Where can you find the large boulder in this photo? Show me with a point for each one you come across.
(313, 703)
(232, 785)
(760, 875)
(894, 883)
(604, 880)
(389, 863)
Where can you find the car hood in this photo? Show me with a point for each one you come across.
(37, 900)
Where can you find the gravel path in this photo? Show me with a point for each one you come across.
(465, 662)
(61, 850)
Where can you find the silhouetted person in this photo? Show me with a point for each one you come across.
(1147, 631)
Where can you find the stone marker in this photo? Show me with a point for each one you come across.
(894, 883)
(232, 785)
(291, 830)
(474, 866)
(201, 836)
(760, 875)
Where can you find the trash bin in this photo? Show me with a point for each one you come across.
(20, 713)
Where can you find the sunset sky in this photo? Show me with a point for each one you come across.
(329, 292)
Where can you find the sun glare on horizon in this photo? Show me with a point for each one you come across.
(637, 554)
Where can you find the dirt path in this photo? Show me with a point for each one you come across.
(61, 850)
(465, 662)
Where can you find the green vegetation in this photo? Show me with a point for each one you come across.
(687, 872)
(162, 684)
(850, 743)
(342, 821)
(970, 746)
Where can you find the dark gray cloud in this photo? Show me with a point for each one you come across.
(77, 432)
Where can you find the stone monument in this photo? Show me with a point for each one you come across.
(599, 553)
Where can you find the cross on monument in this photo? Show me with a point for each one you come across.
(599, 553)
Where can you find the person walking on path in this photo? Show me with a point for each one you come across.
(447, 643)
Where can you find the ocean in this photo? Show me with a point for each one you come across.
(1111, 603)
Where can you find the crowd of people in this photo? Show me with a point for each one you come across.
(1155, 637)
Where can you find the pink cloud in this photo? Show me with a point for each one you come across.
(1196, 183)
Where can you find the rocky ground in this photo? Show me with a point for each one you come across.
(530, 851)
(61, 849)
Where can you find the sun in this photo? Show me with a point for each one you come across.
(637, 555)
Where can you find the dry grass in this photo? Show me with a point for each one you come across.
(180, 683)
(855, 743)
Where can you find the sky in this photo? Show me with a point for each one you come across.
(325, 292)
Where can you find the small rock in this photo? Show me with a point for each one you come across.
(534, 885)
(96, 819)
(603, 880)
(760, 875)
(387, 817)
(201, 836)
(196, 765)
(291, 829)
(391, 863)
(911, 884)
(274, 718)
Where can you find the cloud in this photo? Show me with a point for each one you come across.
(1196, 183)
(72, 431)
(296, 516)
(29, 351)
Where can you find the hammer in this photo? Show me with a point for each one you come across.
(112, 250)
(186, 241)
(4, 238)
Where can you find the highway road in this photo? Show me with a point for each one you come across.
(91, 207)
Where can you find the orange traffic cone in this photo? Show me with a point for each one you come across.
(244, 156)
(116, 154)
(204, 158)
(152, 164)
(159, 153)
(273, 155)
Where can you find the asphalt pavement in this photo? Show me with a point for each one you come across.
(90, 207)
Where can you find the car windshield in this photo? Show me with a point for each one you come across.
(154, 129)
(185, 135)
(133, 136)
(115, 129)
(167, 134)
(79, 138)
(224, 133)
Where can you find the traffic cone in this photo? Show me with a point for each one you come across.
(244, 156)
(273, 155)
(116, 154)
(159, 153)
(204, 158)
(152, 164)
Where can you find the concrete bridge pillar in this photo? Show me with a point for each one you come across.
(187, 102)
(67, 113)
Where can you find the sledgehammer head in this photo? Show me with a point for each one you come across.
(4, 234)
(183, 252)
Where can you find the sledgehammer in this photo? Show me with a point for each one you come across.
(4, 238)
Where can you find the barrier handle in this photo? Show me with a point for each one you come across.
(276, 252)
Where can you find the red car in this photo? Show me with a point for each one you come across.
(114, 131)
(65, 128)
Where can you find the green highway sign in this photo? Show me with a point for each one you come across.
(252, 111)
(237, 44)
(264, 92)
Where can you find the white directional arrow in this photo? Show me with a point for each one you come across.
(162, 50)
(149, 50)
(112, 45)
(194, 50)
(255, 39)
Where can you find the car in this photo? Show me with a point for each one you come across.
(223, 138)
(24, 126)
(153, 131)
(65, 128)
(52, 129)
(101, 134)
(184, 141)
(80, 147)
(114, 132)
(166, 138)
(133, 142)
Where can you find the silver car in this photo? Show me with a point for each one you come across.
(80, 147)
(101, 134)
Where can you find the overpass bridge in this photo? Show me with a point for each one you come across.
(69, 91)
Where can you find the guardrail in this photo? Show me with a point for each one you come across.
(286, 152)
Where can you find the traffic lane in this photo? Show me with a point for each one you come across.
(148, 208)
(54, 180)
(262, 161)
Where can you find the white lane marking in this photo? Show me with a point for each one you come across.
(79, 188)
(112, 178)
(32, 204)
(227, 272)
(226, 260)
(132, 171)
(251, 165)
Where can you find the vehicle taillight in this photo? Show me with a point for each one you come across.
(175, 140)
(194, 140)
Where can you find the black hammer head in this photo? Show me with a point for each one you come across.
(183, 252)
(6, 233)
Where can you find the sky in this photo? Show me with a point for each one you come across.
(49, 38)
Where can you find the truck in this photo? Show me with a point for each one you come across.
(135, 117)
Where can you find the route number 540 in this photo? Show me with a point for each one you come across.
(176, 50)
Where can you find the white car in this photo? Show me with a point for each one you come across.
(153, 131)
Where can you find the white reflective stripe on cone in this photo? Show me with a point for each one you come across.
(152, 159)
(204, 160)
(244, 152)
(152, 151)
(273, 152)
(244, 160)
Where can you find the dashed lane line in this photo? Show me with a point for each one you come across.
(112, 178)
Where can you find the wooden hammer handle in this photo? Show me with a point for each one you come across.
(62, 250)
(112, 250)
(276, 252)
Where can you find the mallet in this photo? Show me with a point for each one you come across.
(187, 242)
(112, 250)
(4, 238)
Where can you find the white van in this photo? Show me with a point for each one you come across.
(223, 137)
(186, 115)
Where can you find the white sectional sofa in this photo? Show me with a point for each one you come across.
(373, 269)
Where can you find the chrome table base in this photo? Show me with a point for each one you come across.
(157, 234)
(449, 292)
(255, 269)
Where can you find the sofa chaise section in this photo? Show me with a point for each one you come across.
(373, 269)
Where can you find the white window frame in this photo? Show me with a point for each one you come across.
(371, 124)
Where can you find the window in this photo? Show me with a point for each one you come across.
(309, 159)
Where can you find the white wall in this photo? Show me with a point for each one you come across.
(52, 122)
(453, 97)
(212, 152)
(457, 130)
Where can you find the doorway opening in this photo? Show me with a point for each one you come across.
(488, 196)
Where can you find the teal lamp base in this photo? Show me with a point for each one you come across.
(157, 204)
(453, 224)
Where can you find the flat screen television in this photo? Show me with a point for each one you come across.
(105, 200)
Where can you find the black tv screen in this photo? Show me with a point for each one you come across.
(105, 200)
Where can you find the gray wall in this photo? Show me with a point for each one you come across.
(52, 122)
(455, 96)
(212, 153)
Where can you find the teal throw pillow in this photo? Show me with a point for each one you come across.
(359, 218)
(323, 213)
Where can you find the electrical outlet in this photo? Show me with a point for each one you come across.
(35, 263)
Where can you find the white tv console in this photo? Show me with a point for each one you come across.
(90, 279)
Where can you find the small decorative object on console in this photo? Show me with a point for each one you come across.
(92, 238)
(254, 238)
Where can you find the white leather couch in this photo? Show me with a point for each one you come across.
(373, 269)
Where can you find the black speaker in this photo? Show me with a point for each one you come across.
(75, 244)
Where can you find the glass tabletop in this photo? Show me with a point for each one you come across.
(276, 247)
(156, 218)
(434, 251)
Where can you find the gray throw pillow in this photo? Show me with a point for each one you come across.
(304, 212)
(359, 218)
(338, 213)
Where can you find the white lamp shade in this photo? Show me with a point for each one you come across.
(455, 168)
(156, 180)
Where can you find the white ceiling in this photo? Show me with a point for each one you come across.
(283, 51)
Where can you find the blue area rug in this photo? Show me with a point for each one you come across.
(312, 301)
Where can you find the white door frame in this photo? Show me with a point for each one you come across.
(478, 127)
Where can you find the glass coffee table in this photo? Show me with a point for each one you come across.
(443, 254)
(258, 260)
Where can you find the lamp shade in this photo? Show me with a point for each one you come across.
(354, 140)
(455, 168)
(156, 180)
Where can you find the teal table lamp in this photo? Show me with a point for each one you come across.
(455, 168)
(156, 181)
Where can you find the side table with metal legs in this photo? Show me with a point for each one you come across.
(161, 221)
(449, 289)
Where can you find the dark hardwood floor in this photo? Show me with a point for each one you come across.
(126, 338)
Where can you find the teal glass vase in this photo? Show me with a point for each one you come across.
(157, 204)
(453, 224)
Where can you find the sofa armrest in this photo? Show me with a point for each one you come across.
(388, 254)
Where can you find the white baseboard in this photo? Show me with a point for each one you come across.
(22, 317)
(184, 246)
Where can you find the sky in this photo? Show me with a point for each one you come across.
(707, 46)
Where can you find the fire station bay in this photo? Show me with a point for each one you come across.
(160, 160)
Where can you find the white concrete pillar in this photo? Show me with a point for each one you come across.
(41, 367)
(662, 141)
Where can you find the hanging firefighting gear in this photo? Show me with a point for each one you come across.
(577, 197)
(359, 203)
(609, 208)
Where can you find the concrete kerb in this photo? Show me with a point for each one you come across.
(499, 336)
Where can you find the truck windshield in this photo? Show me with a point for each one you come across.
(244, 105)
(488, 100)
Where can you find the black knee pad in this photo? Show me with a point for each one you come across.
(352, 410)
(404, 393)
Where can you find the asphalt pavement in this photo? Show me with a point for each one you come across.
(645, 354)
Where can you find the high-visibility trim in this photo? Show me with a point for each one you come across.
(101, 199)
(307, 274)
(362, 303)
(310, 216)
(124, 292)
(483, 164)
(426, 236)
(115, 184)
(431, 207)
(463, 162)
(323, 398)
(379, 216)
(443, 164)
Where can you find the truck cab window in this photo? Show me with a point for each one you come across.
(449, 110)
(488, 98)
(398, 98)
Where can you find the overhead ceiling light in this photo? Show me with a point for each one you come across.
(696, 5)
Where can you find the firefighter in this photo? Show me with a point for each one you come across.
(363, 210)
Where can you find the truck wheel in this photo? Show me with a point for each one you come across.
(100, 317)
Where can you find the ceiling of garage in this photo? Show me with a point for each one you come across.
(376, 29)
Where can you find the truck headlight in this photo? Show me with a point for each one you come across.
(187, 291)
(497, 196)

__________

- [Given task] Give back exactly the lines from the line containing "Where can you find the truck cab" to the end of the entries, and no other lines.

- [Exercise result]
Where can you find the truck cab window in this photo? Show me with a point for each one you come across.
(449, 110)
(488, 98)
(398, 98)
Where can you find the overhead ceiling light in this photo? Show me with a point for each one you come across.
(696, 5)
Where can you find the firefighter in this photo? Show me with a point for each one you come across.
(363, 210)
Where can you find the truck wheel in this photo? Show me with a point for each one you come across.
(100, 317)
Where can you find the ceiling of garage in this photo? Show me with a point for each one you come across.
(376, 29)
Where can you find the truck headlight in this photo? Show me with a point for each one you come across.
(187, 291)
(497, 196)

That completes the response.